• _Given exercise_: Write out every line of the material below unchanged.

※ ※ ※

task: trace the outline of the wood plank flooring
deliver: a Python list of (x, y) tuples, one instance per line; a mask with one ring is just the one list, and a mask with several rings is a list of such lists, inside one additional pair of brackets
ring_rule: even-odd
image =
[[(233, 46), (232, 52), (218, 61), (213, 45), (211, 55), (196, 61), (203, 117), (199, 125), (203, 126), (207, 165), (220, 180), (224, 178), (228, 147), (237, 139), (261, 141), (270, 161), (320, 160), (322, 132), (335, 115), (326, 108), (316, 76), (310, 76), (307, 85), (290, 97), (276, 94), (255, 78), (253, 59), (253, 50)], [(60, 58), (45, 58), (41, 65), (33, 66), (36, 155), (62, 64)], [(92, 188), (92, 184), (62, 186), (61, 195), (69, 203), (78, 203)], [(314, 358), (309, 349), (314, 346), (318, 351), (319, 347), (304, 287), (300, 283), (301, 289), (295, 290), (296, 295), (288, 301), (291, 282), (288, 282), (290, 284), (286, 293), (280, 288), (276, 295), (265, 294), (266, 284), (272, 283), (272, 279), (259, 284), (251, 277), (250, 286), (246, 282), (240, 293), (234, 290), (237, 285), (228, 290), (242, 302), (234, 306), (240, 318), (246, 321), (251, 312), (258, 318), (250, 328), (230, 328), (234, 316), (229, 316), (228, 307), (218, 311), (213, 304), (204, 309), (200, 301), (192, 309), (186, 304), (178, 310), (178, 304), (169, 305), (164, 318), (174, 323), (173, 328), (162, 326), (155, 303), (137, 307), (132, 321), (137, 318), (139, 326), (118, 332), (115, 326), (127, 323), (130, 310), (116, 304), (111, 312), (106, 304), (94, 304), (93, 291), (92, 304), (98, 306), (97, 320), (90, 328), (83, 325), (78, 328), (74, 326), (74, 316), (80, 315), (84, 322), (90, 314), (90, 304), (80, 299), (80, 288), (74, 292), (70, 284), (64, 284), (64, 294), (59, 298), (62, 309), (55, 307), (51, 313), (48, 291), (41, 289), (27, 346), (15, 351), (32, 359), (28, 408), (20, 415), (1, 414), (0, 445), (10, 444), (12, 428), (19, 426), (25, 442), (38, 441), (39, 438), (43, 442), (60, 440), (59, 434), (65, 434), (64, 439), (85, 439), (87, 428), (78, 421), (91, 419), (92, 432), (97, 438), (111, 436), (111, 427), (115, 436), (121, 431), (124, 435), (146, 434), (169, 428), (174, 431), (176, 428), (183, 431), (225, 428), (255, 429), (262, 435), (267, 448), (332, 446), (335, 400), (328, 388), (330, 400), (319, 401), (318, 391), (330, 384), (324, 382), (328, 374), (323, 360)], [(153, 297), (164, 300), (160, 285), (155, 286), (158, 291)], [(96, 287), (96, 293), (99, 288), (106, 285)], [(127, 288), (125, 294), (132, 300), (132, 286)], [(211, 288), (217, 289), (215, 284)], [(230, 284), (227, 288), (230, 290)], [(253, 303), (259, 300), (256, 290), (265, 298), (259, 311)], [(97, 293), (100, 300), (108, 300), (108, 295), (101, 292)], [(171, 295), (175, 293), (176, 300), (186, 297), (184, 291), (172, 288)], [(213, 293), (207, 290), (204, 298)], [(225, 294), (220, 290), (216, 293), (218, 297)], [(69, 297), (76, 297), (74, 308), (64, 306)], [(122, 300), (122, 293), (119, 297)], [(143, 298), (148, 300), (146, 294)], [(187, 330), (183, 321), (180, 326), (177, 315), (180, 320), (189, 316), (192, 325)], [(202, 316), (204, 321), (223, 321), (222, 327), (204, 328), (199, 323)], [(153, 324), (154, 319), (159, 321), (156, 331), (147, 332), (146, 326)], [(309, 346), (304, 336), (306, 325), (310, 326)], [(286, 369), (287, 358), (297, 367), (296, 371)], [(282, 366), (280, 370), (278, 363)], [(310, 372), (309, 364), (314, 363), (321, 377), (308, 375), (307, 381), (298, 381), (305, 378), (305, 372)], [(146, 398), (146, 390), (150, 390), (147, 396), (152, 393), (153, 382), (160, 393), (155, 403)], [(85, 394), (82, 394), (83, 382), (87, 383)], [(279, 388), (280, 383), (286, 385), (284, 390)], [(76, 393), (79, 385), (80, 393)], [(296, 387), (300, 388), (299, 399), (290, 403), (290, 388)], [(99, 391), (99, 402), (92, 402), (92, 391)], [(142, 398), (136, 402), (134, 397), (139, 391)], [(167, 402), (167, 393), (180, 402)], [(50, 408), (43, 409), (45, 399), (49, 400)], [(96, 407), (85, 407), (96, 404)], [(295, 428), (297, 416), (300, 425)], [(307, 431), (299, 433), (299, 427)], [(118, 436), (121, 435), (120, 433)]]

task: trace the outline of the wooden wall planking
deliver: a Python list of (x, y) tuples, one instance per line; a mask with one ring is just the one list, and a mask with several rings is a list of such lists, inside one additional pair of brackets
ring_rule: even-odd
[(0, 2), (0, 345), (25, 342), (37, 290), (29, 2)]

※ ※ ※

• _Exercise solution_:
task: trace the outline of the wood plank flooring
deliver: a Python list of (x, y) tuples, one instance per line; a mask with one ring is just the one list, and a mask with several rings is a list of such lists, inside one additional pair of brackets
ring_rule: even-odd
image =
[[(233, 46), (232, 52), (218, 61), (213, 45), (211, 55), (196, 61), (203, 117), (199, 125), (203, 126), (207, 165), (220, 180), (224, 178), (228, 147), (237, 139), (261, 141), (270, 161), (320, 160), (322, 132), (335, 115), (326, 108), (316, 76), (310, 76), (307, 85), (290, 97), (276, 94), (255, 78), (253, 59), (253, 50)], [(60, 58), (45, 58), (41, 65), (33, 66), (36, 155), (62, 64)], [(92, 188), (92, 184), (62, 186), (61, 195), (69, 203), (78, 203)], [(314, 358), (309, 349), (314, 346), (318, 351), (319, 347), (304, 287), (300, 283), (301, 289), (295, 290), (296, 295), (288, 301), (291, 282), (288, 282), (290, 284), (286, 293), (280, 288), (276, 295), (265, 294), (266, 284), (272, 283), (272, 279), (259, 284), (251, 277), (250, 286), (246, 282), (240, 293), (234, 290), (237, 285), (228, 290), (242, 302), (234, 306), (240, 318), (246, 321), (251, 312), (258, 318), (250, 328), (230, 328), (234, 316), (229, 316), (228, 307), (218, 311), (213, 304), (204, 309), (200, 301), (192, 309), (186, 304), (178, 310), (178, 304), (169, 305), (164, 318), (174, 323), (173, 328), (162, 326), (155, 303), (137, 307), (132, 321), (137, 318), (139, 326), (118, 332), (115, 326), (127, 323), (130, 310), (116, 304), (111, 312), (106, 304), (94, 304), (93, 291), (92, 304), (98, 306), (97, 320), (90, 328), (83, 325), (78, 328), (74, 326), (74, 316), (80, 315), (84, 322), (90, 314), (90, 304), (80, 299), (80, 288), (74, 292), (70, 284), (64, 284), (64, 294), (59, 298), (62, 309), (55, 307), (51, 313), (48, 291), (41, 289), (27, 346), (15, 351), (32, 359), (28, 408), (20, 415), (1, 414), (0, 445), (10, 444), (12, 428), (19, 426), (25, 442), (38, 441), (39, 438), (43, 442), (60, 440), (59, 434), (65, 434), (64, 439), (85, 439), (87, 428), (78, 421), (91, 419), (92, 432), (97, 438), (111, 436), (111, 427), (115, 436), (121, 431), (124, 435), (146, 434), (169, 428), (174, 431), (176, 428), (183, 431), (225, 428), (255, 429), (262, 435), (267, 448), (332, 446), (335, 400), (328, 388), (330, 400), (319, 401), (318, 391), (330, 384), (324, 382), (328, 374), (323, 360)], [(153, 297), (164, 300), (160, 285), (155, 286), (158, 291)], [(96, 287), (96, 293), (99, 288), (106, 285)], [(127, 288), (125, 294), (132, 300), (132, 286)], [(211, 288), (217, 289), (215, 284)], [(230, 284), (227, 288), (230, 290)], [(253, 303), (259, 300), (256, 290), (265, 298), (259, 311)], [(97, 293), (100, 300), (108, 300), (108, 295), (101, 292)], [(171, 295), (175, 293), (176, 300), (186, 297), (184, 291), (172, 288)], [(213, 293), (207, 290), (204, 298)], [(225, 294), (220, 290), (216, 293), (218, 297)], [(69, 297), (76, 297), (74, 308), (64, 306)], [(122, 300), (122, 293), (119, 297)], [(143, 298), (148, 300), (146, 294)], [(187, 330), (183, 321), (180, 326), (177, 315), (180, 320), (189, 316), (192, 325)], [(202, 316), (204, 321), (223, 321), (222, 327), (204, 328), (199, 323)], [(153, 324), (154, 319), (159, 321), (156, 331), (147, 332), (146, 326)], [(309, 346), (304, 336), (306, 325), (310, 326)], [(286, 369), (287, 358), (297, 367), (296, 371)], [(282, 366), (280, 370), (278, 363)], [(310, 372), (309, 364), (314, 363), (321, 377), (308, 375), (307, 381), (298, 381), (305, 378), (305, 372)], [(146, 398), (146, 390), (150, 390), (147, 396), (152, 393), (153, 382), (160, 393), (155, 403)], [(85, 394), (82, 394), (83, 382), (87, 383)], [(279, 388), (280, 383), (286, 385), (284, 390)], [(76, 393), (79, 385), (80, 393)], [(296, 387), (300, 388), (299, 399), (290, 403), (290, 388)], [(99, 391), (99, 402), (92, 402), (92, 391)], [(142, 398), (136, 402), (134, 397), (139, 391)], [(167, 402), (167, 393), (180, 402)], [(50, 408), (43, 409), (45, 399), (49, 400)], [(96, 407), (85, 407), (96, 404)], [(295, 428), (297, 416), (300, 425)], [(307, 431), (299, 433), (299, 427)], [(118, 436), (121, 435), (120, 433)]]

task: trace the outline of the wooden wall planking
deliver: a Python list of (x, y) tuples, one instance per line; a mask with one ring is just the one list, and a mask with several rings is a list of such lists, inside one additional pair of brackets
ring_rule: even-odd
[(0, 2), (0, 345), (25, 342), (37, 290), (29, 2)]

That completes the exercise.